━━━ 資料 ━━━
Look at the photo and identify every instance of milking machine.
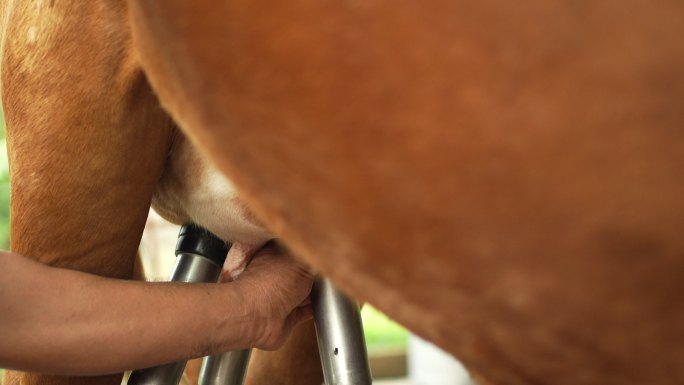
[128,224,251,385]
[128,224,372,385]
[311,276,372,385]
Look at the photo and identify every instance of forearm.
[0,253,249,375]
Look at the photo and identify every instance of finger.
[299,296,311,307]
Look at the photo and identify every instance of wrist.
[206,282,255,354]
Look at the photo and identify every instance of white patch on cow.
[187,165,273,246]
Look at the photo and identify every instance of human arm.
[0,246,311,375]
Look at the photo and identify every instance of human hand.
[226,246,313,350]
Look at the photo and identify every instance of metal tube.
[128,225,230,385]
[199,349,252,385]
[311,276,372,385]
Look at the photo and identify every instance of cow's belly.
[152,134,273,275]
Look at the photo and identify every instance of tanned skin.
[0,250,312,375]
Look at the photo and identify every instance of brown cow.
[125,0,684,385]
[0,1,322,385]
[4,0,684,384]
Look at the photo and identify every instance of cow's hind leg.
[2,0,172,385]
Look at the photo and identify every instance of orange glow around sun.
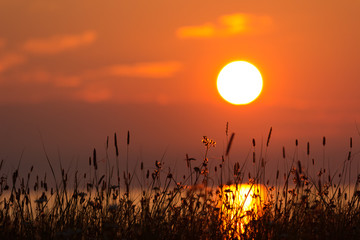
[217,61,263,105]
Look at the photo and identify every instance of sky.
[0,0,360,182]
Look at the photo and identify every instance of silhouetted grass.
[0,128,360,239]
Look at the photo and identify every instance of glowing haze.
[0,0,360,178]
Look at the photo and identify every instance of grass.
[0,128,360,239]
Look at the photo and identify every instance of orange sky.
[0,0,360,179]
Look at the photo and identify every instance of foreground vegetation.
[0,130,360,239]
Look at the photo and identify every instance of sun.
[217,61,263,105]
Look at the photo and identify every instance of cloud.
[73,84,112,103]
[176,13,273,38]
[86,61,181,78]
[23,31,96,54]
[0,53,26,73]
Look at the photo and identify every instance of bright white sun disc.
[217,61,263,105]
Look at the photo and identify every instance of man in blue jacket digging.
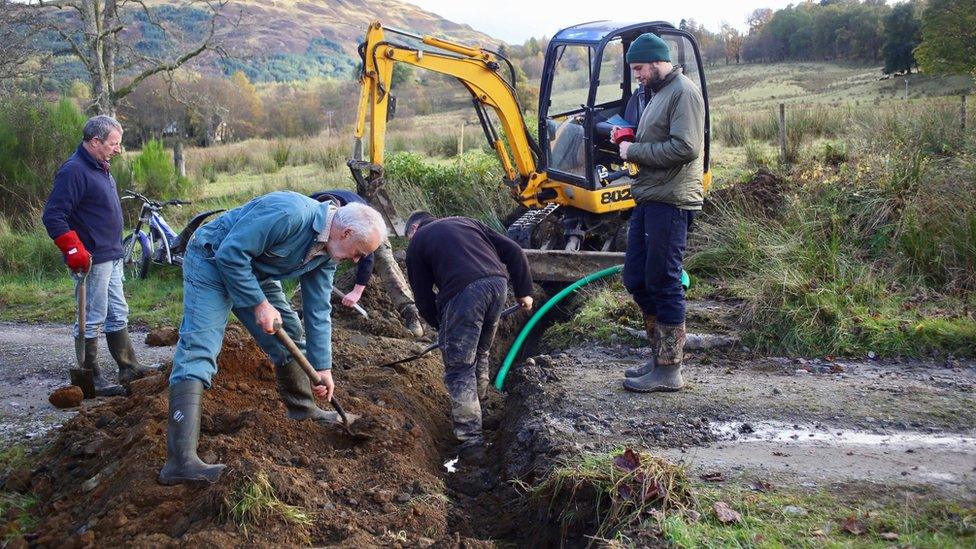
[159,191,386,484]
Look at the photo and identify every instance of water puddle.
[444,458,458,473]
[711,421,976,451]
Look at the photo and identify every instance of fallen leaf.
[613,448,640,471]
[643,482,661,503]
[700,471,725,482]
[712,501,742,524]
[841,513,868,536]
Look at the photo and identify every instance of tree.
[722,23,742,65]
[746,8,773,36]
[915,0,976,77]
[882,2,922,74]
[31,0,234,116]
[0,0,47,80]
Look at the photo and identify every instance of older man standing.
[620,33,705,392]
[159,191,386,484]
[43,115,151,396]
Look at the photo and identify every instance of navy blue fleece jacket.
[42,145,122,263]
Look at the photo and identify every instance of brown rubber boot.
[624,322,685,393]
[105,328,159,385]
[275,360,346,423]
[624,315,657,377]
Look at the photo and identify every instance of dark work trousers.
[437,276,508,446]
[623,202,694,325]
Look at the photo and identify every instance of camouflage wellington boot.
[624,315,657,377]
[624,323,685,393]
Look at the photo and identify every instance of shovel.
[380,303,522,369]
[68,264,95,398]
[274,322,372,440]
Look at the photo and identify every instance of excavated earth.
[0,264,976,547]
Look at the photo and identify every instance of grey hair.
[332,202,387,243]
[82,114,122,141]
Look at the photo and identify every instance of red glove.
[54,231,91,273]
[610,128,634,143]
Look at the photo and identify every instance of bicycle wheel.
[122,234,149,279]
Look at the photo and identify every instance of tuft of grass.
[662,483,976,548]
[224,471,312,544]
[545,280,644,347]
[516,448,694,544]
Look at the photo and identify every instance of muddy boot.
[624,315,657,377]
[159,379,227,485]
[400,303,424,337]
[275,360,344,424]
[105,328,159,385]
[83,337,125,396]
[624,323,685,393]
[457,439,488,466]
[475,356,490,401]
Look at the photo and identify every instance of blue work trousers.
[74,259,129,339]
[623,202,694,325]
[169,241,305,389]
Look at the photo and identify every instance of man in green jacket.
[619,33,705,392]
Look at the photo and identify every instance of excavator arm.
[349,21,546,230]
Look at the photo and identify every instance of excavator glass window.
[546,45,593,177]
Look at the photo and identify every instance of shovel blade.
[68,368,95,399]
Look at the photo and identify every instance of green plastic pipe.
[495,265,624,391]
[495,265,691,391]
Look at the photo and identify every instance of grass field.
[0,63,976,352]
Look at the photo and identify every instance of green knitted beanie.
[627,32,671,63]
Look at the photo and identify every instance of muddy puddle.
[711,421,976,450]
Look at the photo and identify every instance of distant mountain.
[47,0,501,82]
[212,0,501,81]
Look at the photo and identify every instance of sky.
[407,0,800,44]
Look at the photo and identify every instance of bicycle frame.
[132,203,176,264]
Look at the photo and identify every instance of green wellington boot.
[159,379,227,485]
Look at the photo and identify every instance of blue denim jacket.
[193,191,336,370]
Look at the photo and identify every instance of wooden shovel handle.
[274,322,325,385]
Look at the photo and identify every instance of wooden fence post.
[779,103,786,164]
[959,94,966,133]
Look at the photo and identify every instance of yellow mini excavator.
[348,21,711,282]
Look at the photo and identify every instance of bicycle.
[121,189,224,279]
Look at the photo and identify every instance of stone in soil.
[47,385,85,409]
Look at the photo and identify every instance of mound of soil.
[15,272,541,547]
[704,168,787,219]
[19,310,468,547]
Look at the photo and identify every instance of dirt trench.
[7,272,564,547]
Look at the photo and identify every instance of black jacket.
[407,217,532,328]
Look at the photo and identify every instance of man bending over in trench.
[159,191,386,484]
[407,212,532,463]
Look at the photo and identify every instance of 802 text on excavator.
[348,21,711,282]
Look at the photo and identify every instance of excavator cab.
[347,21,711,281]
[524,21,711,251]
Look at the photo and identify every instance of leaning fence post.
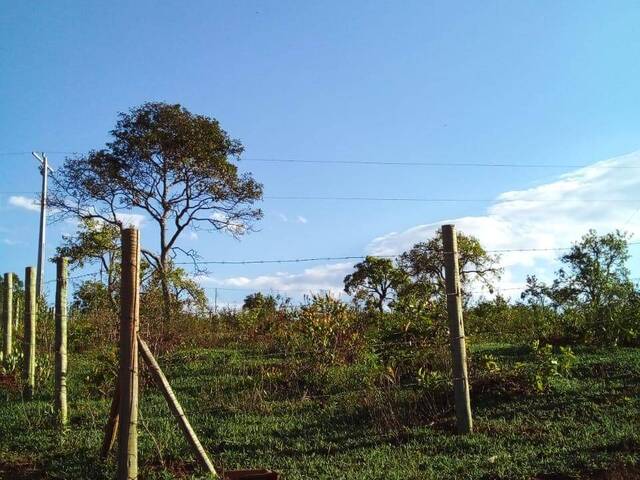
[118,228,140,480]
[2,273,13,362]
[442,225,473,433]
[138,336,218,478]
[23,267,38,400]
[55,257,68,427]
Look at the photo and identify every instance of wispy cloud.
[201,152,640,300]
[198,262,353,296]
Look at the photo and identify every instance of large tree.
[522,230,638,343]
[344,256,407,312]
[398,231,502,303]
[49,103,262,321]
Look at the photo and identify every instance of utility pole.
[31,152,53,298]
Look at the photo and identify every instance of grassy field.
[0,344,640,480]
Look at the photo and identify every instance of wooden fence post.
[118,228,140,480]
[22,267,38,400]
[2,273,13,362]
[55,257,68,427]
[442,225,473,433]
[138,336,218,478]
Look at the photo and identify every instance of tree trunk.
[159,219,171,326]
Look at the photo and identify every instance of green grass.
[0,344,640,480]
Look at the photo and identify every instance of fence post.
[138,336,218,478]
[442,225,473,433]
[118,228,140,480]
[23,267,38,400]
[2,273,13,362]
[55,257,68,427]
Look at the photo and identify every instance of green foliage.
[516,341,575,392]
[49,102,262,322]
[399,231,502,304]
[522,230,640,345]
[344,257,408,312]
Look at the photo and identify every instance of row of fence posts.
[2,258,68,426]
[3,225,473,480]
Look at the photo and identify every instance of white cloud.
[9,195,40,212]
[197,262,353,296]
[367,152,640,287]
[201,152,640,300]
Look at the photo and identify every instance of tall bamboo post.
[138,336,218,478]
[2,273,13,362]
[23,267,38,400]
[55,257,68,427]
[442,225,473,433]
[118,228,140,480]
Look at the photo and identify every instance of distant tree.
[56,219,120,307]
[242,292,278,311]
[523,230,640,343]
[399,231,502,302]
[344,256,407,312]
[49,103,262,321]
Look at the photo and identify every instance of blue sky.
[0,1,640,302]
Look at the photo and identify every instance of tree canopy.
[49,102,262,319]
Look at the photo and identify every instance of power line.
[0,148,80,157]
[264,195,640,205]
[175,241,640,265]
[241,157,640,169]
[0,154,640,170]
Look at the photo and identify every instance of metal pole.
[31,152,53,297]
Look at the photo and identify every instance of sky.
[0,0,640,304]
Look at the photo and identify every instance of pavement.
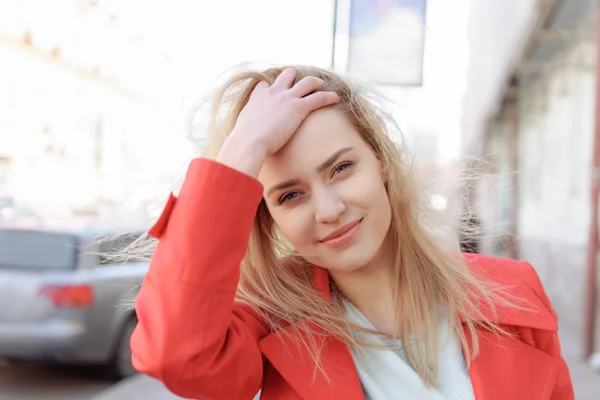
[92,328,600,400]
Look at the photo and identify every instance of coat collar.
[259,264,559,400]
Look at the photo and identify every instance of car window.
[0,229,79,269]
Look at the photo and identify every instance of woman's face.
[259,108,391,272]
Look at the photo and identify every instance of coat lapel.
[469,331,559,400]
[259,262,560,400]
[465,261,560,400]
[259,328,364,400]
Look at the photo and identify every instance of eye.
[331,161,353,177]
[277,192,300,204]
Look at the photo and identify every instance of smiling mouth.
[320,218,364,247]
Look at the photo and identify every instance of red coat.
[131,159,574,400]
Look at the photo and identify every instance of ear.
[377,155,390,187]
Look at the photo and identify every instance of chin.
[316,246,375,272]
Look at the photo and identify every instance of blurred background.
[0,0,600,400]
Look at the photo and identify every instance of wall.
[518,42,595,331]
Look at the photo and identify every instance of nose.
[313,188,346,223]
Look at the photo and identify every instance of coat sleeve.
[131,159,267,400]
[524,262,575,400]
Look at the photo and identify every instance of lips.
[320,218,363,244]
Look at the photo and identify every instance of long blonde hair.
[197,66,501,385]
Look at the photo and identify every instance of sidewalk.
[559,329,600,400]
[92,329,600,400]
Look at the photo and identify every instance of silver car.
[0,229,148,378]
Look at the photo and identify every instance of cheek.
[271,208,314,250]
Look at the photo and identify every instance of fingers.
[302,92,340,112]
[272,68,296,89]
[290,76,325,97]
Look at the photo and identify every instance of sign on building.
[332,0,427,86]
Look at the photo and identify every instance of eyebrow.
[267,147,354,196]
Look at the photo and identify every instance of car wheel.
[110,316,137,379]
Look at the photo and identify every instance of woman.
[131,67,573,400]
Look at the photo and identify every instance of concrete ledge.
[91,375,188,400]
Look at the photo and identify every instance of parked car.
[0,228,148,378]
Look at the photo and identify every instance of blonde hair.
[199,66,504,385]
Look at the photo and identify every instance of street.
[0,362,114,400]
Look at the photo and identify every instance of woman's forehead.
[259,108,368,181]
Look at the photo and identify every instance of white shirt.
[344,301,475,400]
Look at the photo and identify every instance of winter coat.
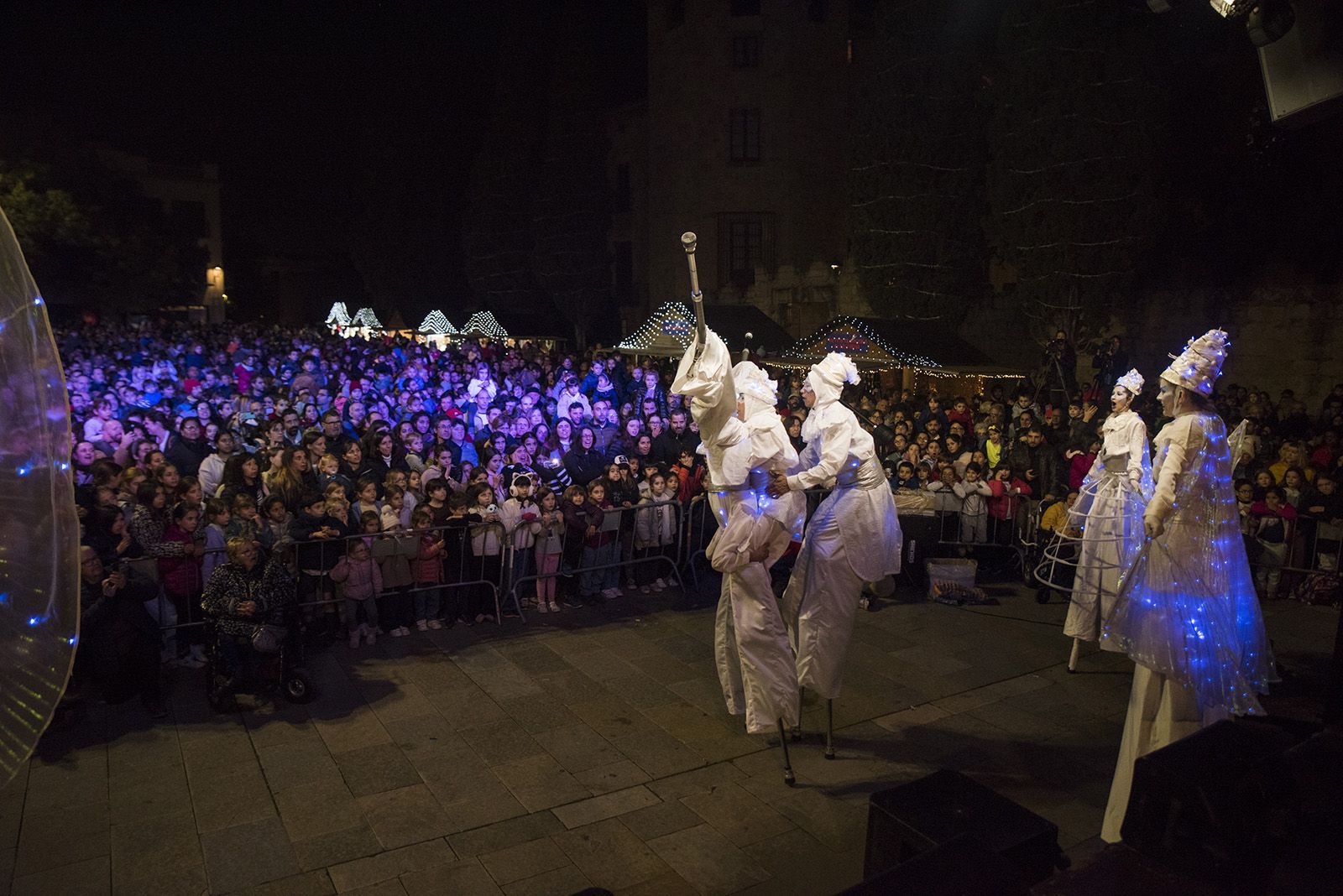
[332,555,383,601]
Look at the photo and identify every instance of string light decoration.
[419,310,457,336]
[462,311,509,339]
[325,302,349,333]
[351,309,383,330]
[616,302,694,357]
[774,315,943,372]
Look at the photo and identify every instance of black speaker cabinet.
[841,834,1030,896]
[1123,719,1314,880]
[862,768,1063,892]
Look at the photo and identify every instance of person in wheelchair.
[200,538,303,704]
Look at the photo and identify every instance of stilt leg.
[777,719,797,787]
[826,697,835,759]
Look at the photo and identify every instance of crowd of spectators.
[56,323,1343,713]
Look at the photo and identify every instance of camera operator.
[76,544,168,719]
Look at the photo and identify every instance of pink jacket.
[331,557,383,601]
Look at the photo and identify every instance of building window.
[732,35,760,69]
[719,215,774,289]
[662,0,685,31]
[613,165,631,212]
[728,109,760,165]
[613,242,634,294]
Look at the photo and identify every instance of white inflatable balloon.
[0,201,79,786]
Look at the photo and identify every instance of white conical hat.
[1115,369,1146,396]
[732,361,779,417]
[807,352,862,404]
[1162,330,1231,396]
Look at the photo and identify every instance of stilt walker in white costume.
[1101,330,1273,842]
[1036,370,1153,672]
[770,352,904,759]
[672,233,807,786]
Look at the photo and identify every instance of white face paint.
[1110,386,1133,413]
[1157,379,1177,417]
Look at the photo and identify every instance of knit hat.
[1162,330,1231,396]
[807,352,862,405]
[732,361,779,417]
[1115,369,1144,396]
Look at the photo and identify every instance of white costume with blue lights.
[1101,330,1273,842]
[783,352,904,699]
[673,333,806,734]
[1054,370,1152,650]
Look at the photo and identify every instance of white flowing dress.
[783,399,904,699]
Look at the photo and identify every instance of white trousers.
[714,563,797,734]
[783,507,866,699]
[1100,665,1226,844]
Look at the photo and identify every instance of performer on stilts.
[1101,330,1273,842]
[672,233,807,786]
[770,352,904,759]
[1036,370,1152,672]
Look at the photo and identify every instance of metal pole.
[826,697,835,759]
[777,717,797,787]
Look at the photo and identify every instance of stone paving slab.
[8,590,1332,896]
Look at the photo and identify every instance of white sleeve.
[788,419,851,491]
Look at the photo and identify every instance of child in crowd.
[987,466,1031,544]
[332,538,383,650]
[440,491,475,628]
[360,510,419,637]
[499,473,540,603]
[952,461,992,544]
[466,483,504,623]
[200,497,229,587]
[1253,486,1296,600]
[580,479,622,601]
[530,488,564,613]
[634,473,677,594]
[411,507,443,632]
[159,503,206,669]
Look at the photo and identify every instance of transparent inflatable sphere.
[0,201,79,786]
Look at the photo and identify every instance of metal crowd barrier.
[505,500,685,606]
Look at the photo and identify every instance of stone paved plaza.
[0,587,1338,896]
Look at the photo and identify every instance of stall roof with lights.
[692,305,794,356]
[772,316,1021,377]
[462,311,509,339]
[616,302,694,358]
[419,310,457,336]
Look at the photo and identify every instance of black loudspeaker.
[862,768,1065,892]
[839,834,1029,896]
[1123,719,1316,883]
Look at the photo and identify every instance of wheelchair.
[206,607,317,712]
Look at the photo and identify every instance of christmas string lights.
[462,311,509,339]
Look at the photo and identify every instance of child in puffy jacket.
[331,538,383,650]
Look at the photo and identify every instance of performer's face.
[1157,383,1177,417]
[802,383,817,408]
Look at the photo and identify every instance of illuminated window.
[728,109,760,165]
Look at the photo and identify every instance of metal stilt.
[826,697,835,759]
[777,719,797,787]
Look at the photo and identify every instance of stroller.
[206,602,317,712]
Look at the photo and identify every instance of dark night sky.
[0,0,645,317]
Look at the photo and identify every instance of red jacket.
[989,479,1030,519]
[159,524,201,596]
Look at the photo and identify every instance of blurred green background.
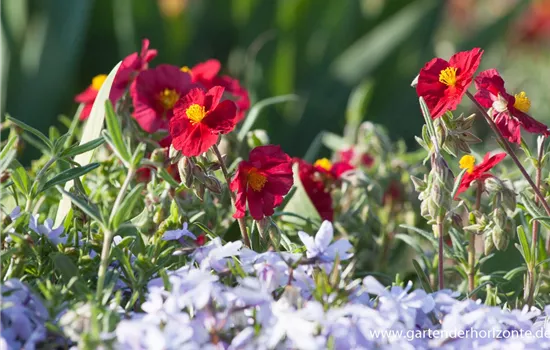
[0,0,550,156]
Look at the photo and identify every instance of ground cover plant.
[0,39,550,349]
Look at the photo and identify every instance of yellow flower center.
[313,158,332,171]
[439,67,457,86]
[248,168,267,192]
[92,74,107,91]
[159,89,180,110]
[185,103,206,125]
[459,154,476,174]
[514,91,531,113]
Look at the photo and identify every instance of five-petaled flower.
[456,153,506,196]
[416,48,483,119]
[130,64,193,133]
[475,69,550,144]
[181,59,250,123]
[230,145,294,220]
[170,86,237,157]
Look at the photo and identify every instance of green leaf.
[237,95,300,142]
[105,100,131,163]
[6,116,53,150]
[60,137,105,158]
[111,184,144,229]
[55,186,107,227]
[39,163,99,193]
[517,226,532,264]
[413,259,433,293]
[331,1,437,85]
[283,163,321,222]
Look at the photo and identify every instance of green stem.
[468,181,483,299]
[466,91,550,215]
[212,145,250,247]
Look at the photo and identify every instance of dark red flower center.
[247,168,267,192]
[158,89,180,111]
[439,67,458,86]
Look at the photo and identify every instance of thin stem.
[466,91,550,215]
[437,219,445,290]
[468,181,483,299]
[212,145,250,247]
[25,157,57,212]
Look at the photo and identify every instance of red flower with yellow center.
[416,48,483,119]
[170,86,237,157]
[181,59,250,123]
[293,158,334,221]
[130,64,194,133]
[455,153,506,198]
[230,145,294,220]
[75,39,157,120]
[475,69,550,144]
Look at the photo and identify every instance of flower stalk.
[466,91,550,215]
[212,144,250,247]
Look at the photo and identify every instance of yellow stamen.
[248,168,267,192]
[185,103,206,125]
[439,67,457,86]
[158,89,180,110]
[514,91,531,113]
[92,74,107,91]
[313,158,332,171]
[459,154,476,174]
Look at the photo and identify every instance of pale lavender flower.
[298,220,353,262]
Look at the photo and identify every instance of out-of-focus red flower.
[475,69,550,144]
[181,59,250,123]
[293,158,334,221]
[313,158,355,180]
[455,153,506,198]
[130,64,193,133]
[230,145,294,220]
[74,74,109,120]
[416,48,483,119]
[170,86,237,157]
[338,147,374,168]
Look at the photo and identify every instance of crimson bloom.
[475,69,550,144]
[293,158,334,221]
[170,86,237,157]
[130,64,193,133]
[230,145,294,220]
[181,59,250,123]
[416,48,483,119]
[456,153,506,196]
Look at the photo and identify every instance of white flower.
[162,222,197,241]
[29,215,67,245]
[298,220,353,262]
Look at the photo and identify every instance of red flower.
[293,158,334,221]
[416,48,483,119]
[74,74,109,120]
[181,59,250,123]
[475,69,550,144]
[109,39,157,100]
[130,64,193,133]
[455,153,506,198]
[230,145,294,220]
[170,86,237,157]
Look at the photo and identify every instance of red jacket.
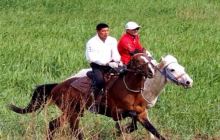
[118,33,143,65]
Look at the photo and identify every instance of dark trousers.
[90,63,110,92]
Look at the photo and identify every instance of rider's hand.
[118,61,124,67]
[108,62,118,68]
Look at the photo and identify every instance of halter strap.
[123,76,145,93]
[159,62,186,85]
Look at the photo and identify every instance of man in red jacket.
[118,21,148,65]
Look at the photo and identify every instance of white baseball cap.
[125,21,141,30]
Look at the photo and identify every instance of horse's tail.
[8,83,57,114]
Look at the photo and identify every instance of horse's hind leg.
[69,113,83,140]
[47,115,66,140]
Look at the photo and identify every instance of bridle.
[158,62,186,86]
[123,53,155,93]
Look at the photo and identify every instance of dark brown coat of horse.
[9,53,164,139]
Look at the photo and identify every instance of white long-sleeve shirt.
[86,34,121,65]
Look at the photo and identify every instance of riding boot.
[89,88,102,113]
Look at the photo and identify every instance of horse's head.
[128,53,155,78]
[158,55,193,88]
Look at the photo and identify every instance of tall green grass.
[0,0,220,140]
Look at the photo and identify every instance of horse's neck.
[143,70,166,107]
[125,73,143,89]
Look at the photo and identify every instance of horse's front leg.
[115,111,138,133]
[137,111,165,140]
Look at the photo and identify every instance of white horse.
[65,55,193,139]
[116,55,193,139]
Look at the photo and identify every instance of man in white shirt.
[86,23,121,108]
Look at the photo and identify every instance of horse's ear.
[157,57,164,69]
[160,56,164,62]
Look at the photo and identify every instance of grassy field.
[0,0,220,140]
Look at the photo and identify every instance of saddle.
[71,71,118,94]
━━━
作業内容 => 「Look at the photo and identify every instance of stone in」を含む行から「[407,217,532,328]」を含む行までを、「black jacket」を「gray jacket」に差し替えて書き出す。その範囲の行だけを示し、ほかは一切変えないこと。

解答 =>
Look at the photo and identify every instance of stone in soil.
[47,385,85,409]
Look at the photo and identify every instance of mound of soil.
[15,272,541,547]
[704,168,787,219]
[19,310,468,547]
Look at the photo and identify every instance of dirt trench.
[7,272,564,547]
Look at the photo and identify every instance of gray jacket.
[407,217,532,328]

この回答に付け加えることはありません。